#### Work task:
Copy out the records that appear below, exactly as each one reads.

#### Source data:
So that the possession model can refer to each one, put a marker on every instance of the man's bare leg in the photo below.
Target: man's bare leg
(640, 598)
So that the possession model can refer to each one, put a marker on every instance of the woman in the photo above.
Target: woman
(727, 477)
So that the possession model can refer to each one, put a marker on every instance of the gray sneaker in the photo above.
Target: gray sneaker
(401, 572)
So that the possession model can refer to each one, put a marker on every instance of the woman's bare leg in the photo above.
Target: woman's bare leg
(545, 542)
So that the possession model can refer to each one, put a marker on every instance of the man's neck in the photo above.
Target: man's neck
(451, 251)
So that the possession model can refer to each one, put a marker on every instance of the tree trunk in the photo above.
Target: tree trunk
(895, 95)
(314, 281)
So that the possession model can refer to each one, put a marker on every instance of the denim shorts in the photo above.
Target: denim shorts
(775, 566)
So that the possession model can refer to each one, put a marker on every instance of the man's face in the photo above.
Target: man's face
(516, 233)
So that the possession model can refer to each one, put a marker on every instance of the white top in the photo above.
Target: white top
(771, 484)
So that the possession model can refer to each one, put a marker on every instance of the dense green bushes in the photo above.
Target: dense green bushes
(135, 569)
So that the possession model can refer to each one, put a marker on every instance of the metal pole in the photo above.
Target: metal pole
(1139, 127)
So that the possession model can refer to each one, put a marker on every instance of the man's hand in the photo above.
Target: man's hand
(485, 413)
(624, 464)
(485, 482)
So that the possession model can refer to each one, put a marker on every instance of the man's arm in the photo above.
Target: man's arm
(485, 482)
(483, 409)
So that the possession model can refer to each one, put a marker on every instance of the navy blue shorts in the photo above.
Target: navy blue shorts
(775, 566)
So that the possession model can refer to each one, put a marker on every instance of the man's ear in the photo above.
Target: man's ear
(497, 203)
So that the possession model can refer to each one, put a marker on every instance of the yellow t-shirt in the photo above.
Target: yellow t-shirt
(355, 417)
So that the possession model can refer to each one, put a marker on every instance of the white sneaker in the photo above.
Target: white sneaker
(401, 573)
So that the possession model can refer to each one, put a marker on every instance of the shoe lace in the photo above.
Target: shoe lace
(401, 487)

#### Response to this exercise:
So that the possession model can refer to each one, put a marker on every instance of the man's bare leg in the photo below.
Target: man's bare leg
(640, 598)
So that the possession model can refer to each one, put a marker on every instance of the woman in the photo above.
Target: woman
(727, 477)
So that the possession model can refer to each one, put a marker on every instance of the gray sneaker in the photo above.
Target: gray sneaker
(401, 572)
So that the possession model can refer to each one, put a marker on every instance of the woman's bare leg in the photo above.
Target: woman's bare leg
(545, 542)
So that the possession model can refer to each one, put a marker on every instance of the man's neck in the photo above.
Target: man's neck
(451, 251)
So that the possession model can refer to each one, put a marker on every instance of the tree trunk in the photo above.
Target: tree trunk
(895, 95)
(314, 281)
So that the possession model can refer to each one, put a marker on every instance of the denim shorts in the photo above.
Target: denim shorts
(775, 566)
So that the possession model can refer to each one, put a marker on every instance of the man's face in the photo above.
Target: man's face
(516, 233)
So that the possession model can refer to each one, put a marker on every instance of the white top in the photo above.
Target: white top
(771, 484)
So that the possession model can refer to each one, put a marker on every instance of the dense green bushes in the photo above.
Target: dense green bushes
(135, 569)
So that the possession model can refer to each one, put a marker on every instance of the metal pole in the photo above.
Target: metal pole
(1139, 127)
So that the possession model can refer to each one, put a marker on every instance of the man's hand in the photo above.
Target: man's hand
(485, 413)
(624, 464)
(485, 482)
So that the possession model can refer to each one, put a marker on every instance of the man's arm in the photo above.
Target: man's arm
(485, 482)
(483, 409)
So that the possession model can refer to each one, put a marker on every instance of the navy blue shorts in the photo above.
Target: navy blue shorts
(775, 566)
So that the possession model can refer to each one, put a marker on every instance of the man's ear in the photo above.
Target: man's ear
(497, 203)
So that the possession model can refer to each one, put a marker on every instance of the yellow t-shirt in the photo above.
Target: yellow t-shirt
(355, 417)
So that the possession model can refer to each one, put a marker on every instance of the white sneaker in the photo above.
Target: white sneaker
(401, 573)
So that the possession model can refer to each one, put a marker on every instance of the shoe lace in the photo above.
Target: shoe lace
(401, 487)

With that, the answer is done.